__RECORDS FOR PROCESSING__.
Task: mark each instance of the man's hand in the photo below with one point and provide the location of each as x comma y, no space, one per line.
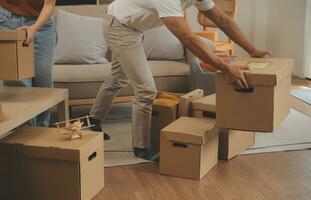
223,55
235,74
260,54
31,33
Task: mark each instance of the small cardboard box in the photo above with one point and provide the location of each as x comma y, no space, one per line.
263,106
17,60
189,148
163,113
185,102
39,163
232,143
204,107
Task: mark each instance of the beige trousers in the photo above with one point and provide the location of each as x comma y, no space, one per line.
129,66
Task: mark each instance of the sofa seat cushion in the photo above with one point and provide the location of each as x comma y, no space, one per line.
100,72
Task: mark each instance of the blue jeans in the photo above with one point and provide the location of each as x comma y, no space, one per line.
44,45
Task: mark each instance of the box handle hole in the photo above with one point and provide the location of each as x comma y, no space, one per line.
155,113
180,145
93,156
245,90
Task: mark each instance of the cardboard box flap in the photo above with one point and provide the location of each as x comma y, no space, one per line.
207,103
12,35
190,130
49,143
266,71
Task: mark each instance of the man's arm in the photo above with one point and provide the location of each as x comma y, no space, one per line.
231,29
180,28
45,14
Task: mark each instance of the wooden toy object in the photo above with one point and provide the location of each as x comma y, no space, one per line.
74,127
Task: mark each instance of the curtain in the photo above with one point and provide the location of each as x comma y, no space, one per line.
307,51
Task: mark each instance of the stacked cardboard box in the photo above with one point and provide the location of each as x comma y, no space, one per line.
264,105
185,102
231,142
189,148
188,144
164,112
166,109
17,59
42,164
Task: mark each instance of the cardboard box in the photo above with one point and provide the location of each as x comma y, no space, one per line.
17,60
189,148
39,163
185,101
232,143
204,107
164,112
263,106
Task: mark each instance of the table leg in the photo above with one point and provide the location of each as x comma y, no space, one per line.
63,111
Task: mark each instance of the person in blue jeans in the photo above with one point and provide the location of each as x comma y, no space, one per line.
34,16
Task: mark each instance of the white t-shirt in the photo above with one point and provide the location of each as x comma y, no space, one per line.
146,14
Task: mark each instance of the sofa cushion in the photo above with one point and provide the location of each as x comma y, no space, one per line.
100,72
76,46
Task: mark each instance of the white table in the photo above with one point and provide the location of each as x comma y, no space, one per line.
20,104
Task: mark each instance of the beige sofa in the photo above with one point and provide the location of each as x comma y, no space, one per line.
83,81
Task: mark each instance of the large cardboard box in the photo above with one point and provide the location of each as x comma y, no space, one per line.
164,112
264,105
16,59
204,107
189,148
39,163
232,143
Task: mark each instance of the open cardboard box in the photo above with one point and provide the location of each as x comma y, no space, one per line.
17,59
39,163
263,106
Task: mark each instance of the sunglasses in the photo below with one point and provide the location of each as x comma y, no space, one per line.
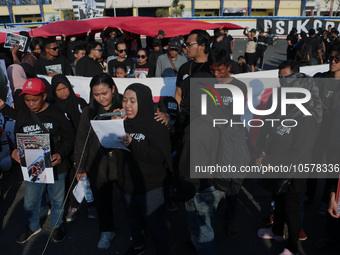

__DESCRIPTION OF THE TASK__. Copy out all of the records above with every "photo" changed to "image" and nothing else altered. Leave the pictures out.

__COMPLETE OUTPUT__.
Task: mark each instance of the man's hand in the image below with one point and provide the location of each as x comma y, no space, one per line.
223,55
235,74
260,54
31,33
Task: mark each instance of the small cardboard box in the image above with one point and provide the location of each as x comma y, no space, one per line.
263,106
17,60
189,148
163,113
185,102
39,163
232,143
204,107
Task: mark each instance of the beige trousers in the image above with one point and provide the location of each as x comma y, no space, one per line.
129,66
Task: mark each instance of the sofa seat cushion in the image above with one point and provide the location of each as x comma y, no space, one per line.
100,72
Task: mark each instance of the blue jeans in the image above with one point and provide the location of each as x comma y, no space, one per line.
44,45
Task: mark each instance of the box handle hole in the image above with one point and provide the location of each as x comma y, no space, one per line.
155,113
180,145
93,156
245,90
Task: mark each instance of the cardboard box flap in the image above with one point and provide the location of each as x comma y, no space, one per line.
207,103
12,35
190,130
49,143
266,71
Task: mark each instance of the man's arm in the image above with one point and provide the location of each as x comma y, no space, one per line.
231,29
180,28
45,14
Task: mark each instance of the wooden toy object in the image above with one point and provide the location of each as x comma y, no space, one per line.
74,127
Task: mark each instance of the curtain in the image above with one point and provide the location of each as x comma y, no space, one per line.
307,51
Task: mark each instance of the stacked cardboard box in the image above with one point and provide the location of each as x comma y, no space, one per line.
264,105
185,102
231,142
189,148
188,144
164,112
166,109
17,59
42,164
Task: mark each instance of the cardboard box in the image above with one point and provide the location of each as x comma y, no space, one per line.
17,60
189,148
39,163
185,101
232,143
204,107
164,112
263,106
Task: mark each instance of the table leg in the image above with one point and provide the location of each as x comma y, no space, one per line.
63,111
Task: mark each instance of the person in blue jeans in the image above with one point and provide the location of each as x comma y, no space, one per line.
34,16
Task: mark each instance of the white t-shirt in the image above with one point and provide the location of each as x comma y, no space, one per line.
146,14
Task: mark each instance of the sofa cushion in the image above with one point and provide the location of each as x comma y, no space, one per line.
100,72
76,46
Task: mark each instance of the white table in the image above with one point and provide the location of each as x comma y, no space, one per line.
20,104
Task: mark each instance of the beige sofa in the image above with one point and provide the location of each as x comma y, no space, one per line.
83,81
Task: mark each instance of the large cardboard box in the image above with one point and provide the location of each as x comma y, no space, one per line.
164,112
264,105
16,59
204,107
189,148
39,163
232,143
Task: mark each instance of the open cardboard box in the image above with one point and provide the location of each as x comma y, no space, one per line.
17,59
39,163
263,106
Task: mark each instance of the sunglasses in the image below with one point and provide the location of each as x comma y, no space, one per line.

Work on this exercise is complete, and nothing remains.